INSTRUCTIONS TO FOLLOW
Would you transcribe the whole listing exactly, minus its pictures?

SOURCE DATA
○ ○ ○ ○

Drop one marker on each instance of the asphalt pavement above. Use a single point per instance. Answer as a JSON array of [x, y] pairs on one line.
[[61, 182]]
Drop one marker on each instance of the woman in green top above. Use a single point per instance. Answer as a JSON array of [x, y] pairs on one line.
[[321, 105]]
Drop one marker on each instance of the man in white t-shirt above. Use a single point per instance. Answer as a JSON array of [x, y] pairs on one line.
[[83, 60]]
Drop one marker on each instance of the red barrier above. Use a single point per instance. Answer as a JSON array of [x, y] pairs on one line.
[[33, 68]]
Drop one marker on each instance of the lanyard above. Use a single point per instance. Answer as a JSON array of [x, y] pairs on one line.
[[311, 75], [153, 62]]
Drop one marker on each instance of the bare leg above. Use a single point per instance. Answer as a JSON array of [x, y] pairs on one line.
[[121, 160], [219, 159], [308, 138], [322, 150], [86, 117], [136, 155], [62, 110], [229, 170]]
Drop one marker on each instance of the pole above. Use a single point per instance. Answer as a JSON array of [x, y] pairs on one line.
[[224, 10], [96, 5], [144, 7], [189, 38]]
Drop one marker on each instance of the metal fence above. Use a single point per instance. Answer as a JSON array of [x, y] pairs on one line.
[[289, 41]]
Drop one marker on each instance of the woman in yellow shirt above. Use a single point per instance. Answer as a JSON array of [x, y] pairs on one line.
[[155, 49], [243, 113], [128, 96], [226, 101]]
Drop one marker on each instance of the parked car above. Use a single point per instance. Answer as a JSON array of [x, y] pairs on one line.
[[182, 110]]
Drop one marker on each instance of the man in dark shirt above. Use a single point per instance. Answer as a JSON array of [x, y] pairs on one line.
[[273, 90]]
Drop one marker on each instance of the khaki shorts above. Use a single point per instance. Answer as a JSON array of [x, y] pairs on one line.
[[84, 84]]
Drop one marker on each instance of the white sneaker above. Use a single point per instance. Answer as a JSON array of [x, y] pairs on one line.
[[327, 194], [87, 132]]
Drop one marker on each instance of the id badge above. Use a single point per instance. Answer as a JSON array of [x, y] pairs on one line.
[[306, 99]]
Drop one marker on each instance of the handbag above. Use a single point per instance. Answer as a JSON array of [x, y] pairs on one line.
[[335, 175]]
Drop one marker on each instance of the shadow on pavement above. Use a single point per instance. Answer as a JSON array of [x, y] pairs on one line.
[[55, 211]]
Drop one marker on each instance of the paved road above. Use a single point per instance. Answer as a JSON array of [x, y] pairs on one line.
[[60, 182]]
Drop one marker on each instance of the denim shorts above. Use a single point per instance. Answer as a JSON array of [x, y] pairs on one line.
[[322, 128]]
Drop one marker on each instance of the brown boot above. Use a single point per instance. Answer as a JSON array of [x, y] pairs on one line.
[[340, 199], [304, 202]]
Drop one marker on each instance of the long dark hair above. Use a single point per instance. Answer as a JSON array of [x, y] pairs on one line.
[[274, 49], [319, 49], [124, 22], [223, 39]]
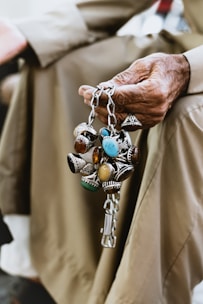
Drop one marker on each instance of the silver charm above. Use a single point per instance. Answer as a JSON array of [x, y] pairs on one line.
[[104, 159], [131, 121]]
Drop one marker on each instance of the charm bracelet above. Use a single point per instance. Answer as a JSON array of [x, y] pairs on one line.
[[104, 159]]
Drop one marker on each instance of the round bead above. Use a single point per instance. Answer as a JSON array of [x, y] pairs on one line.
[[104, 132], [110, 147], [82, 144]]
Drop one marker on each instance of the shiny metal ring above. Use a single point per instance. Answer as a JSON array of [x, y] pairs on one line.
[[131, 121]]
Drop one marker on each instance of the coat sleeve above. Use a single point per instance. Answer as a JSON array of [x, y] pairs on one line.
[[75, 23], [195, 59]]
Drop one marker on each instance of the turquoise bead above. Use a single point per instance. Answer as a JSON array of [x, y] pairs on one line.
[[110, 147]]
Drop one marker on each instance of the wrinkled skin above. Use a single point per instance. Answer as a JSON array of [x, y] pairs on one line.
[[12, 41], [148, 88]]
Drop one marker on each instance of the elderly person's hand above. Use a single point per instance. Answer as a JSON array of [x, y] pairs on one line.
[[146, 89], [12, 41]]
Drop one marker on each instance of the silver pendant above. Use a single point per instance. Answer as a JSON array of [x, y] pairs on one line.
[[104, 159]]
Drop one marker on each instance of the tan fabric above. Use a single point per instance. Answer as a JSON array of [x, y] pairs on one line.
[[158, 254]]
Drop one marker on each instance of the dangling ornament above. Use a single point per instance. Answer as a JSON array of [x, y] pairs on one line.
[[104, 159]]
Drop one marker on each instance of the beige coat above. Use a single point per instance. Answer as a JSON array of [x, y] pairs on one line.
[[158, 256]]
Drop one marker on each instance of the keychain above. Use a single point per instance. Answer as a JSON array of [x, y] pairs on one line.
[[104, 158]]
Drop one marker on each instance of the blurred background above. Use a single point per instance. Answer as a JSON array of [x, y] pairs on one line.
[[151, 21]]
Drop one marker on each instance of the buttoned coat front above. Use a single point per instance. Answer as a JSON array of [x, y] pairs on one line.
[[158, 256]]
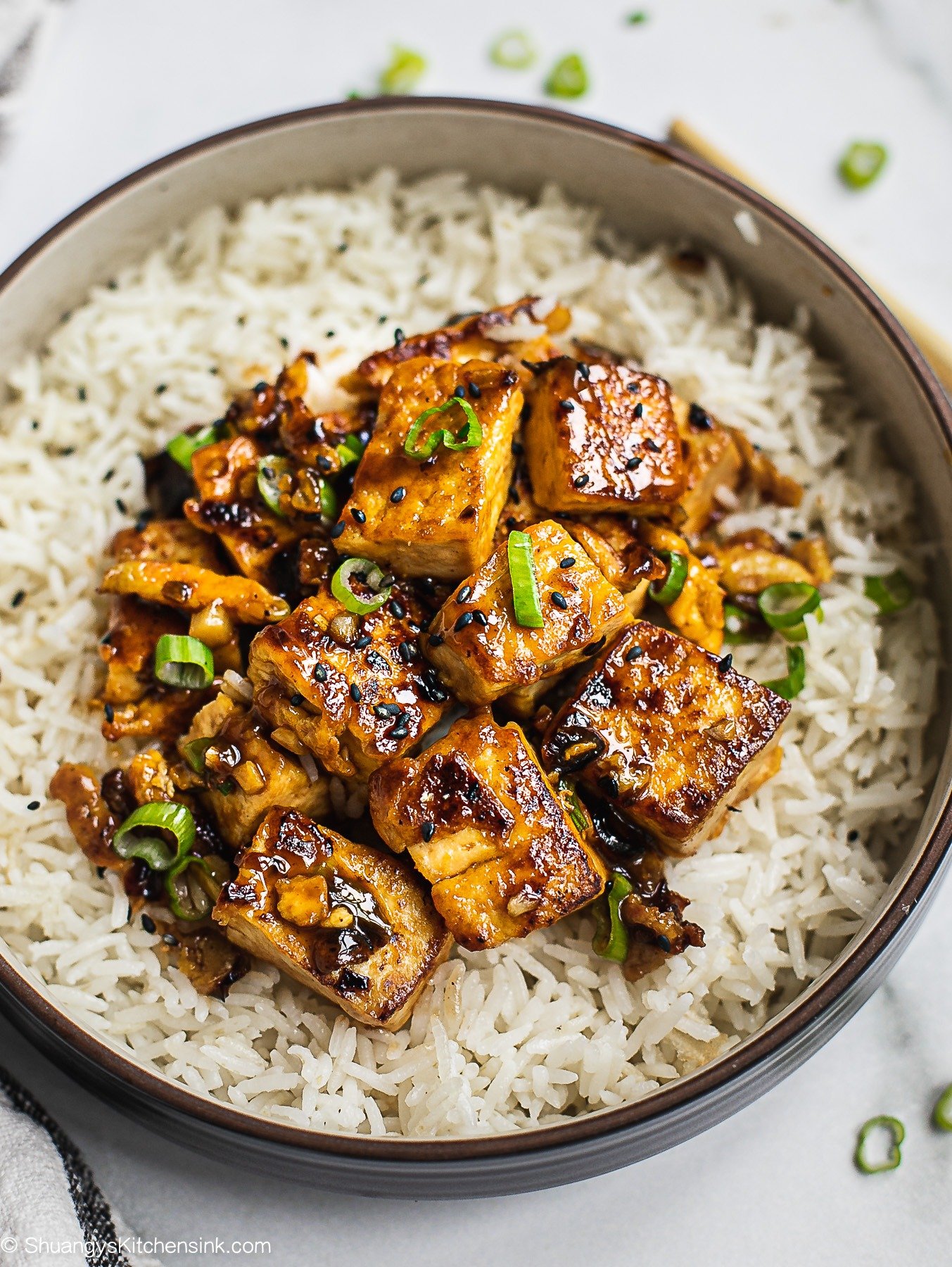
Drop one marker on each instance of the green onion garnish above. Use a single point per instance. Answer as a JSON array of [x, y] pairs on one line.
[[522, 573], [403, 73], [895, 1151], [370, 574], [674, 583], [170, 817], [567, 77], [863, 163], [182, 446], [611, 939], [271, 470], [470, 436], [513, 51], [184, 662], [942, 1113], [890, 593], [795, 679]]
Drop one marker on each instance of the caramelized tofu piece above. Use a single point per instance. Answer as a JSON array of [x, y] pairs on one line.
[[668, 734], [355, 924], [246, 774], [603, 437], [483, 659], [353, 705], [484, 825], [435, 517]]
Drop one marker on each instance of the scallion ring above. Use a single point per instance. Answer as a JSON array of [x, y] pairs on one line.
[[470, 436], [895, 1152], [671, 588], [795, 679], [890, 593], [184, 662], [271, 470], [522, 573], [372, 576], [513, 51], [182, 448], [611, 939], [133, 840]]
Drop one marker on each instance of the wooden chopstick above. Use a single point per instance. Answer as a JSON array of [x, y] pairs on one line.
[[934, 348]]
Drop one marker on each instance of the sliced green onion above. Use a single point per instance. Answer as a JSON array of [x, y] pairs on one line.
[[522, 573], [131, 842], [890, 593], [184, 662], [676, 576], [795, 679], [513, 50], [863, 163], [403, 73], [942, 1113], [895, 1151], [611, 939], [182, 446], [470, 436], [343, 592], [567, 77], [271, 469]]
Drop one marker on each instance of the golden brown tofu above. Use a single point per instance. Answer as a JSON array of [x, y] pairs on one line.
[[480, 649], [246, 774], [485, 826], [355, 924], [353, 705], [668, 734], [435, 517], [603, 437]]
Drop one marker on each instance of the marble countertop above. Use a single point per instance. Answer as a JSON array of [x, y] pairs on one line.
[[782, 85]]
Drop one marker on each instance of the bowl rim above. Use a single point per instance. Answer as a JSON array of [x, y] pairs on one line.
[[759, 1048]]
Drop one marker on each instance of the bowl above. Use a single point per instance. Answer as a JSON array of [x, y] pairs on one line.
[[647, 191]]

○ ○ ○ ○

RESPONSE TO THIS TASK
Drop one marker on each instance of the asphalt pavement above. Use a single point per instance. Answer as a JSON array of [x, y] pairs on one line.
[[61, 182]]
Drop one marker on each instance of the woman in green top above. Use a single point per instance. Answer as a JSON array of [x, y] pairs on one line.
[[321, 105]]
Drop one marker on each instance of the man in white t-shirt above. Use a single point per instance. Answer as a JSON array of [x, y] pairs on one line.
[[83, 60]]
Drop one marker on each instance of the red barrier above. Use a single point per instance. Answer as a JSON array of [x, y] pairs on one line.
[[33, 68]]
Drop one marker on each instance of the lanyard above. Use a single point per instance. Answer as a JSON array of [x, y] pairs on one line.
[[311, 75], [153, 62]]
Drop one marker on each instance of the bare leg above. Use a single point per instance. Answer as a JSON array of [x, y] pairs on one line.
[[121, 160], [219, 159], [308, 138], [322, 150], [86, 117], [136, 155], [62, 110], [229, 170]]
Drop one marker on each instance of the pole above. Use a single point per instance. Answer as a JSON array of [x, y] pairs on one line.
[[224, 10], [96, 5], [144, 7], [189, 38]]
Drop one marker on each instance of the metal fence above. Use a single point per instance. Answer as a JSON array of [x, y] pairs on one line.
[[289, 41]]
Drop one marker on each instance of the woman in yellow shirt above. Use a single point per instance. Answer as a JSON array of [x, y] pairs on one line.
[[155, 49], [243, 113], [128, 96], [226, 101]]
Drop one marker on each instance of the parked car above. Use a single point per instance. Answer as a JSON array of [x, y] pairs on one line.
[[182, 110]]
Drop one marker on each instance of the man in dark shirt above. Use a single point per instance. Answer as a JSON array of [x, y] pairs on one line.
[[273, 90]]
Drop one marker on each instance of the khaki shorts above. Use a single point per instance. Answer as a JSON array of [x, y] pairs on one line.
[[84, 84]]
Drop one marker on each instance of the white sneaker above. Use a single point per instance. Answer as a JSON array of [x, y] pairs on one line.
[[327, 194], [87, 132]]
Drop one marker on each instance of the id badge above. Use a single point per instance. Answer as a JSON array of [x, y] pairs on one line.
[[306, 99]]
Drop one marker on each instance of the handbag above. Use a single point per instance. Answer as a JSON array of [x, y] pairs on one line.
[[335, 175]]
Drop one marker on each instance of the shadow on pavement above. Use a single point per instance. Answer as a JSON array of [x, y] pairs on one line.
[[55, 211]]
Drop one marker on each instance of the paved road above. Use a single point per instance. Answer as a JSON array of [x, y] pairs on one line.
[[60, 182]]
Drop one marker on each instance of the denim shorts above. Use a single point per instance. Answer as a JSON array of [x, y] pairs on one line.
[[322, 128]]
Drop one marker on each instance of the brown boot above. Use a single point per instance. Answer as a JSON array of [x, y] pairs on one line.
[[340, 199], [304, 202]]
Drop one marker on each instance of the long dark hair above. Use a single point per instance. Answer as a JSON array of [x, y] pairs on one line.
[[274, 49], [319, 49], [124, 22], [223, 39]]
Drop one marker on each instance of the silver charm above. Use a single point per instance. Answer as a JSON array of [x, y] pairs on one line.
[[104, 159], [131, 121]]
Drop one marker on each instance of the charm bracelet above. Use a single point per instance. Answer as a JSON array of [x, y] pairs on one line.
[[104, 159]]
Drop one marker on each instance of the round bead above. Use a single point per instance. Answer as a JSON array of [x, y] pairs on one line.
[[104, 132], [110, 147], [82, 144]]
Drop one marker on each instance of the shiny metal ring above. Use a single point per instance. Answer as a JSON array of [x, y] pairs on one line.
[[131, 121]]
Drop one marker on each instance of the coat sleeve above. Use a single point per instance. Answer as a JSON array of [x, y] pairs on one line.
[[75, 23], [195, 59]]
Drop one marker on each instance of the turquoise bead above. Use a single point per instance. Answer as a JSON array of [x, y] pairs on one line.
[[110, 147]]
Drop one marker on each instance of the wrinkled skin above. Use a single point per instance. Answer as a JSON array of [x, y] pairs on one line.
[[12, 41], [148, 88]]
Drop one marker on each instance of the elderly person's hand above. Use a single point per instance. Answer as a JSON array of [x, y] pairs on one line.
[[146, 89], [12, 41]]
Drop one marker on each instance of the silver pendant above. Use a single point per instance. Answer as a JSON array of [x, y] pairs on one line.
[[104, 159]]
Drop one marker on each instance of the tan fabric above. Use a single point per instance. Answer as a JSON array of [x, y] pairs on one line.
[[158, 254]]
Drop one marker on each instance of the dangling ornament above. Use a single point per instance. Answer as a JSON array of [x, y] pairs on one line.
[[104, 159]]
Drop one marker on each instance of the beige coat above. Use a single point per instance. Answer as a JSON array of [x, y] pairs on one line.
[[158, 256]]
Drop one marker on each instance of the keychain above. Use a single point per instance. Answer as a JSON array of [x, y] pairs on one line.
[[104, 158]]
Drop one marker on each instance of the blurred background above. Use a single point per instance. Answer as a JSON array of [x, y] pairs on one line.
[[151, 21]]
Drop one marker on each instance of the buttoned coat front above. Use a single point per instance. Answer as a JSON array of [x, y] pairs on one line.
[[158, 256]]
Drop one marker on each instance of the green onion garnish above. Use a single point per instance. Answer as a JSON array of [x, y] pairs on one line.
[[522, 573], [403, 73], [895, 1151], [370, 574], [674, 583], [170, 817], [567, 77], [863, 163], [182, 446], [611, 939], [271, 470], [470, 436], [513, 51], [184, 662], [942, 1113], [890, 593], [795, 679]]
Drop one marker on each instance of the caramelized tofu piece above. Use a single point per instance. Answer as a JSON array of [x, y] pairs on one line.
[[668, 734], [355, 924], [246, 774], [603, 437], [483, 659], [353, 705], [484, 825], [435, 517]]
Drop one marker on each instance of the scallion ring above. Use a single point per instance. Answer as a JSON array of [x, y] pairs on one line.
[[470, 436], [895, 1152], [671, 588], [795, 679], [890, 593], [184, 662], [271, 470], [522, 573], [372, 576], [513, 51], [182, 448], [611, 939], [133, 840]]
Drop one marker on each instance of the wooden chopstick above. Use a single point per instance. Answer as a JSON array of [x, y] pairs on one line.
[[934, 348]]
Drop one marker on each instance of the sliced green onion above. Use a single point per instance. Answer as a JSON array of [x, y] pairs on one line.
[[522, 573], [131, 842], [890, 593], [184, 662], [676, 576], [795, 679], [513, 50], [863, 163], [403, 73], [942, 1113], [895, 1151], [611, 939], [182, 446], [470, 436], [343, 592], [567, 77], [271, 469]]
Drop one marker on each instance of the golden brown tofu above. Use a single point per instance. Answer as a JSON array of [x, y] pairs on one line.
[[480, 649], [246, 774], [485, 826], [355, 924], [353, 705], [668, 734], [435, 517], [603, 437]]
Drop one marker on each instance of the marble countertop above. Use a single point per instance. Answer as a JSON array of [x, y] pairs on one line.
[[782, 85]]
Drop one marker on each instance of the bowl rim above. Use a single point per instance. Answer as a JSON array of [x, y] pairs on one line.
[[759, 1048]]
Drop one marker on each instance of the bowl above. Use a single point per instance. Answer as a JSON array of [x, y] pairs on one line.
[[647, 191]]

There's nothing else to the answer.